Please write out the lines below word for word, leaving out the pictures.
______________________________
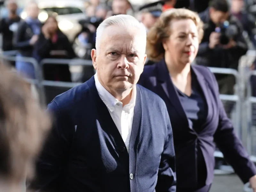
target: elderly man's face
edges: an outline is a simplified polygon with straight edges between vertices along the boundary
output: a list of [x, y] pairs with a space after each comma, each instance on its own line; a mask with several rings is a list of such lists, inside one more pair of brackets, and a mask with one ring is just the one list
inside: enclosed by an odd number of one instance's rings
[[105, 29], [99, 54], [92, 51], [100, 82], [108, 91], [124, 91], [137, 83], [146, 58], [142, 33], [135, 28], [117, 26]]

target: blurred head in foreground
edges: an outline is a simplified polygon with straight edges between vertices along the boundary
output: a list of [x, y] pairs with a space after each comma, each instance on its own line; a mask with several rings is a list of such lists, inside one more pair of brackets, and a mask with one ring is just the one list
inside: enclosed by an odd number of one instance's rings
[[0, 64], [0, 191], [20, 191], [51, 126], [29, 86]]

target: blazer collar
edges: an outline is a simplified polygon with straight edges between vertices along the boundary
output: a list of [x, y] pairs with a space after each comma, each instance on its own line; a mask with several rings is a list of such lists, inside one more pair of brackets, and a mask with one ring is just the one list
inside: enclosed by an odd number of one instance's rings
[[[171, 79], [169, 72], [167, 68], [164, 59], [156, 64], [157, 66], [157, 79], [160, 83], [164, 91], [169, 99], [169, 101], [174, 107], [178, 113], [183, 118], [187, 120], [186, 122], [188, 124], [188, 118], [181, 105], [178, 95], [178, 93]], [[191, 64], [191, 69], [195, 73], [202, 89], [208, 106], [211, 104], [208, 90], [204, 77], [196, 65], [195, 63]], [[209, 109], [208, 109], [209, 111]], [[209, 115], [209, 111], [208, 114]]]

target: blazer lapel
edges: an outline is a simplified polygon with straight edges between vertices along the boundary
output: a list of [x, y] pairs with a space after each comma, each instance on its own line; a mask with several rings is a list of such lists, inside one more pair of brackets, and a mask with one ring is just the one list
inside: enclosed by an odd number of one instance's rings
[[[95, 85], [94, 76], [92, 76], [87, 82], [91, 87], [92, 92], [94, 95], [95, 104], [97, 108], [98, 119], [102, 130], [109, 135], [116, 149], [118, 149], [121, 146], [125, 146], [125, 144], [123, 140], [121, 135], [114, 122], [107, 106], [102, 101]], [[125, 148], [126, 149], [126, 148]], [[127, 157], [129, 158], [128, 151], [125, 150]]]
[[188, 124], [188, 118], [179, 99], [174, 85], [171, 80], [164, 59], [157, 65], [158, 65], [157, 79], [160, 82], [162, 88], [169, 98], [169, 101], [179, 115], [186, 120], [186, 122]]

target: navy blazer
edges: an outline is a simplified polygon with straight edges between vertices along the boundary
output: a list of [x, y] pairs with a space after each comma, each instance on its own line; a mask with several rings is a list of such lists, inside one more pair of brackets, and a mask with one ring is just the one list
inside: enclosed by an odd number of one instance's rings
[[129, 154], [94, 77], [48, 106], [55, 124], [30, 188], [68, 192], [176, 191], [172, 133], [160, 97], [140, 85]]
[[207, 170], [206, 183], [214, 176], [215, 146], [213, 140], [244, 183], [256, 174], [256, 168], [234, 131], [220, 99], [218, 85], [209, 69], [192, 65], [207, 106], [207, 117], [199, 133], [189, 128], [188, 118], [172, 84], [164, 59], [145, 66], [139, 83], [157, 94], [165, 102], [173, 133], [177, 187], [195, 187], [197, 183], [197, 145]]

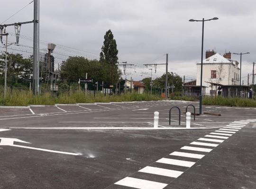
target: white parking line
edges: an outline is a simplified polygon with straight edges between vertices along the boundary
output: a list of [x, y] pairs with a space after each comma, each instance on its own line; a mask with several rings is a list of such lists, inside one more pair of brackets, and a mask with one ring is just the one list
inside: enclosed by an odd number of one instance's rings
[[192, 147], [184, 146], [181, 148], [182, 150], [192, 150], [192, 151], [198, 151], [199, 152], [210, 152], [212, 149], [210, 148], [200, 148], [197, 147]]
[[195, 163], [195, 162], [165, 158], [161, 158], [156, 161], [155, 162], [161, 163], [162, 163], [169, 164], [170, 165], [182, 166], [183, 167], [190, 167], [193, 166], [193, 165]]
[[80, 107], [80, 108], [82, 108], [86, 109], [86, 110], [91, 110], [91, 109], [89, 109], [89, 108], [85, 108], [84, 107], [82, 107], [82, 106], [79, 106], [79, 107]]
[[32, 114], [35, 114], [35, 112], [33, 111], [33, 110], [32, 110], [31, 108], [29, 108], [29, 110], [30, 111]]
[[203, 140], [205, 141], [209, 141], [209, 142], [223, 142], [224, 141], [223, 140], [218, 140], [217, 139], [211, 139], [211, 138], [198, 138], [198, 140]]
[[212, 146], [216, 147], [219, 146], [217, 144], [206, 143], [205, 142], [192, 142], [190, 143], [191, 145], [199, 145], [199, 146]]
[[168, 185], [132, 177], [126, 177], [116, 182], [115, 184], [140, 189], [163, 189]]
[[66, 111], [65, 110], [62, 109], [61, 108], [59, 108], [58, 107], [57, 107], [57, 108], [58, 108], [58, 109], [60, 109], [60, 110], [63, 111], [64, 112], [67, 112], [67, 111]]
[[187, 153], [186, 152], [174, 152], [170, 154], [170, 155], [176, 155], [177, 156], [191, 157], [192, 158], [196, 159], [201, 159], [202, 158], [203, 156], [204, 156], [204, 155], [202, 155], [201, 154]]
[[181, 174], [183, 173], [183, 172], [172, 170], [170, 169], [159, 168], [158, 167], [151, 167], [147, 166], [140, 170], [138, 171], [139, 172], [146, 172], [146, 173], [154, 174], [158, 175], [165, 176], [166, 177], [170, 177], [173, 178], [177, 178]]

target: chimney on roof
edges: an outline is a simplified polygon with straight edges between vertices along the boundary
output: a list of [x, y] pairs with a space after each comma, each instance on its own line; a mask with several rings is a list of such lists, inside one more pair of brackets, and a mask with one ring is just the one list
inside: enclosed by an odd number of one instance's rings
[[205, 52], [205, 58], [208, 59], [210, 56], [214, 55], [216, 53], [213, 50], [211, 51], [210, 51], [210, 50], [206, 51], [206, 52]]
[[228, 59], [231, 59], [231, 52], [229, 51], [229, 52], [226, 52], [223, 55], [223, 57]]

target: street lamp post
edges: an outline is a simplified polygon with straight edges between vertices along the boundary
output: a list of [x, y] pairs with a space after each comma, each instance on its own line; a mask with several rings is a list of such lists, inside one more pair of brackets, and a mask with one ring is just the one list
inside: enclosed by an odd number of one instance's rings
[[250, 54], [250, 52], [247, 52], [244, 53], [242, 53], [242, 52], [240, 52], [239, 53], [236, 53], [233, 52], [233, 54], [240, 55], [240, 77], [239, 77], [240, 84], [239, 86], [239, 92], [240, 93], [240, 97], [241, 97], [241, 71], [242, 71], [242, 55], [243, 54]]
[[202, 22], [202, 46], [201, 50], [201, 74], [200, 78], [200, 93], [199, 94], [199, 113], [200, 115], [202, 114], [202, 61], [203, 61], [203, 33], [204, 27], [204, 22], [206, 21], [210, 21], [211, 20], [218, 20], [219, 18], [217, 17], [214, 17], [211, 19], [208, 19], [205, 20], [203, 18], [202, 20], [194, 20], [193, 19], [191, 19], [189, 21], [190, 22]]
______________________________
** Full response **
target: elderly man's face
edges: an outline is a simplified polygon with straight edges between vertices along the boundary
output: a list of [x, y] pairs with a space after each comma, each instance on its own line; a mask with several rings is a list of such lists, inside one more pair of brackets, and a mask with one ring is just the one list
inside: enclosed by an odd number of one instance's rings
[[105, 29], [99, 54], [92, 51], [100, 82], [108, 91], [124, 91], [137, 83], [146, 58], [142, 33], [135, 28], [117, 26]]

target: blurred head in foreground
edges: an outline is a simplified polygon with straight edges between vertices along the boundary
output: a list of [x, y] pairs with a space after each comma, each instance on its own line; a mask with several rings is a list of such lists, inside one more pair of brackets, and a mask with one ring is just the one list
inside: enclosed by an odd number of one instance's rings
[[0, 64], [0, 191], [20, 191], [51, 126], [29, 86]]

target: blazer collar
edges: an outline is a simplified polygon with straight edges between vertices along the boundary
output: a list of [x, y] pairs with a space after each comma, each instance on its own line; a mask with several rings is a list of such lists, inside one more pair of brackets, and a mask with one ring is just the one list
inside: enclosed by an odd number of one instance's rings
[[[171, 79], [169, 72], [167, 68], [164, 59], [156, 64], [157, 66], [157, 79], [160, 83], [164, 91], [169, 99], [169, 101], [174, 107], [178, 113], [183, 118], [187, 120], [186, 122], [188, 124], [188, 118], [181, 105], [178, 95], [178, 93]], [[191, 64], [191, 69], [195, 73], [202, 89], [208, 106], [211, 104], [208, 90], [204, 77], [196, 65], [195, 63]], [[209, 109], [208, 109], [209, 111]], [[209, 115], [209, 111], [208, 114]]]

target: blazer lapel
edges: an outline is a simplified polygon with straight edges between vertices along the boundary
output: a list of [x, y] pairs with a space after each comma, each instance on its own line; a mask with several rings is a list of such lists, inside one more pair of brackets, and a mask with one ring is just the one list
inside: enclosed by an odd number of one instance's rings
[[[95, 85], [94, 76], [92, 76], [87, 82], [91, 87], [92, 92], [94, 95], [95, 104], [97, 108], [98, 119], [102, 130], [109, 135], [116, 149], [118, 149], [121, 146], [125, 146], [125, 144], [123, 140], [121, 135], [114, 122], [107, 106], [102, 101]], [[125, 148], [126, 149], [126, 148]], [[127, 157], [129, 158], [128, 151], [125, 150]]]
[[188, 124], [188, 118], [179, 99], [174, 85], [171, 80], [164, 59], [157, 65], [158, 65], [157, 79], [160, 82], [162, 88], [169, 98], [169, 101], [179, 115], [186, 120], [186, 122]]

target: navy blazer
edges: an outline is a simplified polygon with straight edges between vertices along the boundary
output: a list of [x, y] pairs with a space after each comma, each instance on its own line; a mask with several rings is a list of such lists, inside one more pair of brackets, and a mask with one ring is just the one list
inside: enclosed by an odd number of one instance's rings
[[129, 154], [94, 77], [48, 106], [55, 124], [30, 188], [68, 192], [176, 191], [172, 133], [160, 97], [140, 85]]
[[207, 170], [206, 183], [214, 176], [215, 146], [213, 140], [244, 183], [256, 174], [256, 168], [234, 131], [220, 99], [218, 85], [209, 69], [192, 65], [207, 106], [207, 117], [199, 133], [189, 128], [188, 118], [172, 84], [164, 59], [145, 66], [139, 83], [157, 94], [165, 102], [173, 133], [177, 187], [195, 187], [197, 183], [197, 145]]

target: white parking line
edges: an outline is a simplified polygon with straight edges between vertices along the boundary
output: a list of [x, y] pairs with a space after each comma, each instance on its own line; a mask with several rings is a list of such lists, inside one more pair of brackets, and a mask with one ring is just the one list
inside: enclosed by an odd number of one instance's rings
[[192, 147], [184, 146], [181, 148], [182, 150], [192, 150], [192, 151], [198, 151], [199, 152], [210, 152], [212, 149], [210, 148], [200, 148], [197, 147]]
[[195, 163], [195, 162], [165, 158], [161, 158], [156, 161], [155, 162], [161, 163], [162, 163], [169, 164], [170, 165], [182, 166], [183, 167], [190, 167], [193, 166], [193, 165]]
[[80, 107], [80, 108], [82, 108], [86, 109], [86, 110], [91, 110], [91, 109], [89, 109], [89, 108], [85, 108], [84, 107], [82, 107], [82, 106], [79, 106], [79, 107]]
[[32, 114], [35, 114], [35, 112], [33, 111], [33, 110], [32, 110], [31, 108], [29, 108], [29, 110], [30, 111]]
[[203, 140], [205, 141], [209, 141], [209, 142], [223, 142], [224, 141], [223, 140], [218, 140], [217, 139], [211, 139], [211, 138], [198, 138], [198, 140]]
[[212, 146], [216, 147], [219, 146], [217, 144], [206, 143], [205, 142], [192, 142], [190, 143], [191, 145], [199, 145], [199, 146]]
[[168, 185], [132, 177], [126, 177], [116, 182], [115, 184], [140, 189], [163, 189]]
[[66, 111], [65, 110], [62, 109], [61, 108], [59, 108], [58, 107], [57, 107], [57, 108], [58, 108], [58, 109], [60, 109], [60, 110], [63, 111], [64, 112], [67, 112], [67, 111]]
[[187, 153], [186, 152], [174, 152], [170, 154], [170, 155], [176, 155], [177, 156], [191, 157], [192, 158], [196, 159], [201, 159], [202, 158], [203, 156], [204, 156], [204, 155], [202, 155], [201, 154]]
[[181, 174], [183, 173], [183, 172], [172, 170], [170, 169], [159, 168], [158, 167], [151, 167], [147, 166], [140, 170], [138, 171], [139, 172], [146, 172], [146, 173], [154, 174], [158, 175], [165, 176], [166, 177], [170, 177], [173, 178], [177, 178]]

target: chimney on roof
edges: an outline is a simplified polygon with straight edges between vertices along the boundary
output: a list of [x, y] pairs with a space after each comma, each instance on its own line; a mask with several rings is a list of such lists, inside one more pair of brackets, and a mask with one ring is just the one list
inside: enclosed by an odd number of one instance's rings
[[205, 52], [205, 58], [208, 59], [210, 56], [214, 55], [216, 53], [213, 50], [211, 51], [210, 51], [210, 50], [206, 51], [206, 52]]
[[228, 59], [231, 59], [231, 52], [229, 51], [229, 52], [226, 52], [223, 55], [223, 57]]

target: street lamp post
edges: an outline is a simplified polygon with straight edges between vertices along the boundary
output: a list of [x, y] pairs with a space after each comma, each instance on its own line; a mask with several rings is a list of such lists, inside one more pair of brackets, and a mask with one ring is just the one list
inside: enclosed by an odd number of one instance's rings
[[250, 54], [250, 52], [247, 52], [244, 53], [242, 53], [242, 52], [240, 52], [239, 53], [236, 53], [233, 52], [233, 54], [240, 55], [240, 77], [239, 77], [240, 84], [239, 86], [239, 92], [240, 93], [240, 97], [241, 97], [241, 71], [242, 71], [242, 55], [243, 54]]
[[202, 22], [202, 46], [201, 50], [201, 74], [200, 78], [200, 93], [199, 94], [199, 113], [200, 115], [202, 114], [202, 61], [203, 61], [203, 33], [204, 27], [204, 22], [206, 21], [210, 21], [211, 20], [218, 20], [219, 18], [217, 17], [214, 17], [211, 19], [208, 19], [205, 20], [203, 18], [202, 20], [194, 20], [193, 19], [191, 19], [189, 21], [190, 22]]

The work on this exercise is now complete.